• **TRY IT**:
Set down the entries that follow exactly as written, leaving out any images.

::::

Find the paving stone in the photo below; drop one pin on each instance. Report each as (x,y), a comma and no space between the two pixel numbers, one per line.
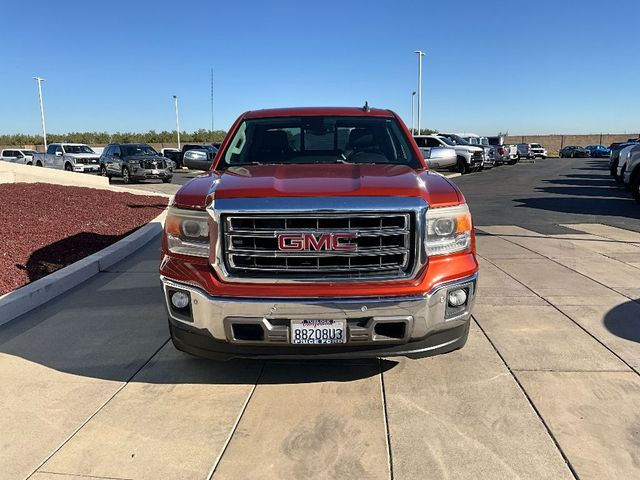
(313,421)
(541,338)
(171,421)
(463,416)
(548,278)
(617,327)
(594,416)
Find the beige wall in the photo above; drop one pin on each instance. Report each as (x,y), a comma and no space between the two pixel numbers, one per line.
(553,143)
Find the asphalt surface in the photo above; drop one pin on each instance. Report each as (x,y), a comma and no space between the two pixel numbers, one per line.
(547,387)
(550,192)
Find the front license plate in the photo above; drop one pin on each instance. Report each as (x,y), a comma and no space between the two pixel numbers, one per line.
(318,332)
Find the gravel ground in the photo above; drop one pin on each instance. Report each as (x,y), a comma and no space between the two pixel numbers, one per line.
(46,227)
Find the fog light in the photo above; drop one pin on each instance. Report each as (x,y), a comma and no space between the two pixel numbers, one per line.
(457,298)
(180,299)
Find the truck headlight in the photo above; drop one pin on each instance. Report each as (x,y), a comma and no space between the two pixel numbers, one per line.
(187,232)
(448,230)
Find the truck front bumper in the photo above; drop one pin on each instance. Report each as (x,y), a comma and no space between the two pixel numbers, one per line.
(89,167)
(416,326)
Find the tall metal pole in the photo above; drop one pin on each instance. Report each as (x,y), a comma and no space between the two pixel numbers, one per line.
(212,99)
(44,129)
(413,119)
(420,55)
(175,101)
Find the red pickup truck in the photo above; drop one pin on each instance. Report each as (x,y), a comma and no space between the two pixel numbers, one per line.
(319,232)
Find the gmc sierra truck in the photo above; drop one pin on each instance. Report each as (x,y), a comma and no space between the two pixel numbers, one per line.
(318,232)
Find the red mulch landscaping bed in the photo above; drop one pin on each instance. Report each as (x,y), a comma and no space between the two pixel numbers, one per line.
(45,227)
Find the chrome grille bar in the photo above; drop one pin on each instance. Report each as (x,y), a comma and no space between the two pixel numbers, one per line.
(384,245)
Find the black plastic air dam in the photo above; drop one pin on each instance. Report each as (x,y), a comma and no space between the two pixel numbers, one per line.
(200,343)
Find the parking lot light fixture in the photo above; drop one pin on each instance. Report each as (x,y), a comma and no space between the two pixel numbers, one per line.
(420,55)
(44,128)
(175,102)
(413,120)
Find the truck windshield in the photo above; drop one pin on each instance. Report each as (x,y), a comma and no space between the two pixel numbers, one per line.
(77,149)
(455,139)
(325,140)
(138,150)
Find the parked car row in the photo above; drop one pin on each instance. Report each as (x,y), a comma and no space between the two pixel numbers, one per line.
(195,156)
(73,157)
(467,152)
(593,151)
(23,156)
(624,165)
(134,162)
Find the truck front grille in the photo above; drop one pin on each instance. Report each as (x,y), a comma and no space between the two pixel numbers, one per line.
(152,164)
(376,244)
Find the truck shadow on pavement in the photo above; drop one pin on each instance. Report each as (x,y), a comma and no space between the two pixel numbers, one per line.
(584,194)
(624,320)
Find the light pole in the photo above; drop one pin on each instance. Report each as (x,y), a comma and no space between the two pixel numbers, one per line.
(175,101)
(413,119)
(44,129)
(420,55)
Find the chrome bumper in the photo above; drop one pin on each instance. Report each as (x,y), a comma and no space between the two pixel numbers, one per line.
(421,316)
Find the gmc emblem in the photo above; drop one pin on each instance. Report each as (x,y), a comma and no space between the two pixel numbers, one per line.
(298,242)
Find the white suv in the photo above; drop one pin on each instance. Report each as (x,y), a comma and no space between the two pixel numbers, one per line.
(538,150)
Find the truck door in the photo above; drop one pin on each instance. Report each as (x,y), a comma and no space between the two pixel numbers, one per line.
(115,161)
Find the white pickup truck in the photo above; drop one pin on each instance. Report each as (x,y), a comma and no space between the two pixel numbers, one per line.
(73,157)
(23,156)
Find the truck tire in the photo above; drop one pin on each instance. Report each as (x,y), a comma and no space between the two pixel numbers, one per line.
(103,172)
(126,175)
(635,185)
(614,168)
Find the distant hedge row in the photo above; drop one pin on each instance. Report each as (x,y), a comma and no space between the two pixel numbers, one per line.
(199,136)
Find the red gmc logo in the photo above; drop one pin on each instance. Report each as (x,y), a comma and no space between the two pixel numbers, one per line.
(298,242)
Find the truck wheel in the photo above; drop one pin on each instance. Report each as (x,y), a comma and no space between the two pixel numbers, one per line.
(635,185)
(126,175)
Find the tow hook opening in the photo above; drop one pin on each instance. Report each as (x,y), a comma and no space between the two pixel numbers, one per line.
(390,330)
(248,332)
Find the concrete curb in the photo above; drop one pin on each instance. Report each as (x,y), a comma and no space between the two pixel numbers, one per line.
(24,299)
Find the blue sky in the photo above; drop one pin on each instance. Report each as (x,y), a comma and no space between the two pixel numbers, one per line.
(519,66)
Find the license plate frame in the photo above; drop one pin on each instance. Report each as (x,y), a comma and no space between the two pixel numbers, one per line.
(318,332)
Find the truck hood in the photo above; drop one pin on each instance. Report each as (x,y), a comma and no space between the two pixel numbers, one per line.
(264,181)
(468,148)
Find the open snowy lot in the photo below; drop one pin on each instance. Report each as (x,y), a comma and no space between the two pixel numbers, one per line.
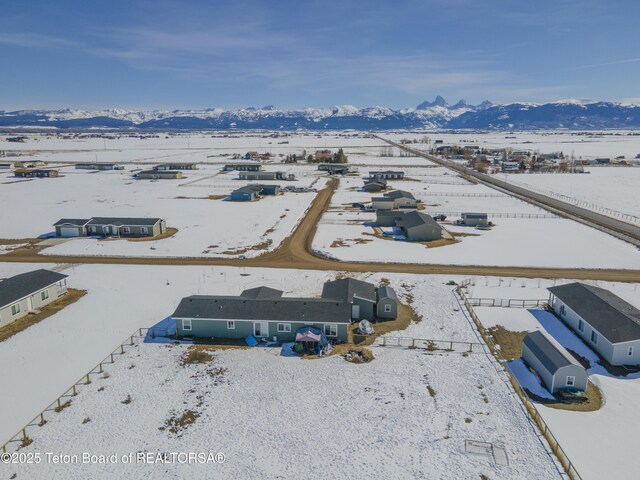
(345,232)
(207,224)
(259,401)
(612,429)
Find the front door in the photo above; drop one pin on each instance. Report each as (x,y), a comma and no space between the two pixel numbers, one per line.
(260,329)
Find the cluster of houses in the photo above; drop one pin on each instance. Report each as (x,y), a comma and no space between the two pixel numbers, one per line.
(109,227)
(252,192)
(264,312)
(605,322)
(399,209)
(334,168)
(26,293)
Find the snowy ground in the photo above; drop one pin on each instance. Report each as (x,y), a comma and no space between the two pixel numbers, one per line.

::::

• **ANSWER BOX**:
Find the paving stone in the photo below; drop one pin on each instance. Report each as (x,y), a comma and no space between the two pixel numbers, one per line.
(313,421)
(541,338)
(171,421)
(463,416)
(548,278)
(617,327)
(594,416)
Find the beige wall in the photo above; drop one pin on each instance. Report each as (x,y), a comma and no space between the two pixel numbers, one per line.
(553,143)
Find the asphalt surface in the photo above; drop one pin on each instance. Report each as (x,y), a comma and no space between the two pixel numbers, one per line.
(547,387)
(550,192)
Find the front license plate in the photo above; drop one pin on each instance. Report each as (x,y), a comma and no space between the two pixel numbers, one per line.
(318,332)
Find the gravel ground in the photo above; drop one pin on each instance. Report each as (x,y), a comma and no space between the two pixel numbers, one per line.
(46,227)
Find the fog light in the photo above; drop one pin on each instance. Report each as (x,y), a comma and no space between the two pixel numbers, one per line.
(457,298)
(180,299)
Find the truck headlight in the photo above; drop one pin on each instance. Report each as (x,y), a comma and no space between the two pixel numbers, one per line.
(187,232)
(448,230)
Find the truck front bumper in the photo above; drop one pin on each instance. Report each as (x,y), a comma and no space between the two pixel numbers, one per line.
(89,167)
(416,326)
Find the tall metal pole in the photo above; drop one pin on each instance. Report each as (x,y), a comma and no space between the two pixel numbers, one per line.
(212,99)
(44,129)
(413,119)
(420,55)
(175,101)
Find the red pickup truck in the photo above; drop one pin on each instance. Report each as (x,y), a comma and no space between the two pixel numbers, one per line.
(319,232)
Find the gmc sierra truck in the photo above; drop one pin on each instance. Report each as (x,y), a comma and no space between the two pixel numbers, one per line.
(318,232)
Find the red mulch landscaping bed in the photo above; drop one pin on each instance. Report each as (x,y), a comma and no space between the two pixel numbers, one per line.
(45,227)
Find the chrome grille bar in the photo above; drop one pin on each instance. Report each as (x,y), a comma and no space between the two pixel numbers, one per line.
(384,245)
Find the black plastic air dam in the photo above; drop one pin on each instance. Report each as (x,y), a comma and no space between the two pixel numbers, one per line.
(200,343)
Find the parking lot light fixture in the photo above; drop one pin on each instance. Report each as (x,y), a comma and no space between the two pixel numbers, one per line.
(420,55)
(44,128)
(175,102)
(413,120)
Find the truck windshield in the photo above; drop one pin on each instance. Report each as (x,y), a comma and no space between the two pixel numbers, one per line.
(77,149)
(455,139)
(325,140)
(138,150)
Find the parked car row in the photo above; drop one pin on each instance. Report each as (x,y), a comma and no space between the two pixel numbers, one per line.
(195,156)
(73,157)
(467,152)
(593,151)
(23,156)
(624,165)
(134,162)
Find the truck front grille in the photo above; drop one pin on each instance. Report each as (x,y), a comma and no space between the two pixel numbers, one per line.
(152,164)
(376,244)
Find the truck shadow on pavement in the photo above; drop one pin on each instance. Report each as (x,y), a comma and no space between the two pixel numbers, one per line.
(584,194)
(624,320)
Find the light pole in the photo above; drop one pin on each instance. Report each as (x,y), a comma and no space between the two pixel numbers, one per line.
(175,101)
(413,119)
(44,129)
(420,55)
Find the chrome bumper in the photo above; drop one pin on each instance. Report each as (x,y), a comma and no space between the two pixel numbers, one per line.
(421,316)
Find the gmc emblem in the photo above; drop one pin on each instance. Report each as (x,y), a comma and no space between the two pixel numbers, one per line.
(298,242)
Find the white suv in the photo above; drop one pin on each instance. Report each as (x,y), a comma and no space between the two pixel numbers, one per line.
(538,150)
Find the truck door in the photo above; drop one pin on each instance. Report each as (x,y), a comma and no space between the two pixel numbers, one per line.
(115,161)
Find the white pickup truck in the photo above; drop one pin on each instance. Report each as (x,y), a comma and no space between the two pixel numbers, one per line.
(73,157)
(23,156)
Find the truck tire in the photo above; drop one pin on each instance. Report each as (x,y), a comma and no space between the two pixel numbers, one per line.
(103,172)
(126,175)
(635,185)
(614,168)
Find the distant hedge row in the photo above; drop one pin on each instance. Report each as (x,y), a comma and no space between the two pixel numbers, one per line.
(199,136)
Find the red gmc logo in the photo above; drop one pin on each instance. Report each as (x,y), a comma and no space between the two pixel numbers, one per line.
(298,242)
Find the truck wheel in the photo above; drop one pin on each instance. Report each as (x,y), a comma and no space between the two pixel numbers, one per line.
(635,185)
(126,175)
Find the tow hook opening in the photo above; drop one pin on each instance. Report each as (x,y), a comma and no space between the two pixel numbers, one per line.
(390,330)
(248,332)
Find the concrete curb in the photo above; drop one pin on each instance. Report each as (x,y), a comma and no space between the two pixel numbers, one per line.
(24,299)
Find the blue sky in the photo above; drop one pin on each instance. Report each as (x,y), a comma and no space between the two pixel numbers, one per line.
(519,66)
Find the license plate frame in the photo above; drop one pin on each instance. Report each as (x,y), a comma and no space between the two pixel numbers, one per line.
(318,332)
Find the truck hood in the photo above; drop one pin on each instance. Report each as (x,y), a comma and no space between the two pixel numbers, one per line.
(264,181)
(468,148)
Find the open snowy lot in the photo below; drop one pin on each instance. Report each as (x,y), a comma and no space between the two pixel numbers, one per line.
(345,232)
(207,224)
(259,401)
(612,429)
Find the front door in the photo above; drop one pin on each instance. Report each as (x,y), a comma and no space between the two pixel numbers, one per line.
(260,329)
Find the cluster of houses in the photo above; drop one pin on each instance. Report each as (x,y), a comma and no space between the two pixel numbers, one per line.
(109,227)
(252,192)
(264,312)
(605,322)
(399,209)
(334,168)
(26,293)
Find the snowy ground in the photo above; drop one pin on each instance. Report each as (x,y), a comma and no space between the two pixel numbers, one per line.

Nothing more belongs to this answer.